**Coordinate annotation entries**
────────

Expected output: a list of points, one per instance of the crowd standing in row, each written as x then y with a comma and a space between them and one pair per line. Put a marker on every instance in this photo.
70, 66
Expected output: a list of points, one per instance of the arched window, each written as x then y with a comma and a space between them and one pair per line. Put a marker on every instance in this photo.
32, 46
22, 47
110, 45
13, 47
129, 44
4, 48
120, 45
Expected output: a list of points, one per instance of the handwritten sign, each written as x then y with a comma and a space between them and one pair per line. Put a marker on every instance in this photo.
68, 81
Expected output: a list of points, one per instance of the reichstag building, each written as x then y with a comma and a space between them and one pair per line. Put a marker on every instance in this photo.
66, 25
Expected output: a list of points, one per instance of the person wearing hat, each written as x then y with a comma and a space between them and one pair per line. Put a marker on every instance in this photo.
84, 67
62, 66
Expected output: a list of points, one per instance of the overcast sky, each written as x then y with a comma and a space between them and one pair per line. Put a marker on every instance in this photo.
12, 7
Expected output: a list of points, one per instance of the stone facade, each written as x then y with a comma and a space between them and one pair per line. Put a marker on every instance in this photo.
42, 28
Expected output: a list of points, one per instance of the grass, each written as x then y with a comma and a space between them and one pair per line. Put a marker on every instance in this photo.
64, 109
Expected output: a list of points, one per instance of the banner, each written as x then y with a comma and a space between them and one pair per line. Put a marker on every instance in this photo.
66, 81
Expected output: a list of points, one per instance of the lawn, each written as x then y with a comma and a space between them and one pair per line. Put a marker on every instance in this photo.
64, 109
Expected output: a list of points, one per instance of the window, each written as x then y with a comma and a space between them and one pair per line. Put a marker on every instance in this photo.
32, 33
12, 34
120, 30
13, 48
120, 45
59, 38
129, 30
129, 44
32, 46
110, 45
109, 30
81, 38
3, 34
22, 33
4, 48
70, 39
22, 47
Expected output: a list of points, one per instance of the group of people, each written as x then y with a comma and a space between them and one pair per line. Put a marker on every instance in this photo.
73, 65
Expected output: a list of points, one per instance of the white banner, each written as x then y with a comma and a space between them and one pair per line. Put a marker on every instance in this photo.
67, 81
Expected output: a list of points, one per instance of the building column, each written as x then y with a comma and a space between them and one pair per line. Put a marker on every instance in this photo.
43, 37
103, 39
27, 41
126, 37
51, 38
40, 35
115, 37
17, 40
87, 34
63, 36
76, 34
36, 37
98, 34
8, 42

────────

**Problem to solve**
Express these records as a two-column CSV with the header input,output and one row per record. Put each record's text in input and its coordinate pairs in output, with each field in double quotes and every line break replaced by a space.

**Exercise output**
input,output
"Expected output: a list of points, one per instance of the crowd standing in row, each written as x then y with a comma and a space between them and one pair per line. Put a marker on every instance in this photo.","70, 66"
"Expected output: a list of points, one per instance of the arched window, each written as x then y with a comma and a space between them and one pair per line. Put a marker on every instance in this photo.","32, 46 22, 47 110, 45 13, 47 129, 44 4, 48 120, 45"
"Expected output: a list of points, one per instance of the handwritten sign, each written as x then y with a comma and a space between them and one pair per line. Put a marker on every instance in this photo.","68, 81"
"Expected output: a list of points, one per instance of the reichstag building, each written as x then y with a comma and a space between them and one pair per line. Put a marker on every instance in this photo.","66, 25"
"Expected output: a list of points, one per instance of the person wearing hat, each written as x then y with a comma and a space between them and one pair per line. Put a marker on every instance in this photo.","84, 67 62, 66"
"Expected output: a list of points, one per instance of the overcast sky, each written as x then y with a comma and a space between them and one pair per line. Put a marker on every instance in this photo.","12, 7"
"Expected output: a list of points, one per instance of the stone facade, each written as x then y with a comma and a space between them and one pair per line. Put a marker on every instance in this photo.","42, 28"
"Expected output: a list of points, one per instance of the grass, each written as x then y with a comma and a space between them and one pair per line. Put a marker on every instance in this photo.","64, 109"
"Expected output: a list of points, one per instance of the banner, each written as x then y with a comma and a space between them and one pair per line. Put a marker on every instance in this photo.","66, 81"
"Expected output: a list of points, one per instance of the lawn, each written as x then y with a comma and a space between them and one pair per line. Put a marker on every instance in this photo.","64, 109"
"Expected output: a list of points, one per instance of the window, each written as x then y with a comma and a space between them and one pair per line. Put a marker on every instance in this photo.","32, 33 12, 34 120, 30 13, 48 120, 45 59, 38 129, 30 129, 44 32, 46 110, 45 109, 30 81, 38 3, 34 22, 33 4, 48 70, 39 22, 47"
"Expected output: a list of points, one per instance of the group of people, each written as x then y with a comma and a space between them and one pair per line. Put a marker on every instance in this photo.","73, 65"
"Expected output: a list of points, one per instance of the white banner, each written as x then y with a comma and a space between them and one pair per line. Put a marker on every instance in this photo.","67, 81"
"Expected output: a list of points, one per instance of the building column, each written as x then y with a comma and a space between them and one pair per line. Put a marker on every instance in this photo.","43, 37 103, 39 27, 41 126, 37 51, 38 40, 35 115, 37 17, 40 87, 34 63, 36 76, 34 36, 37 98, 34 8, 42"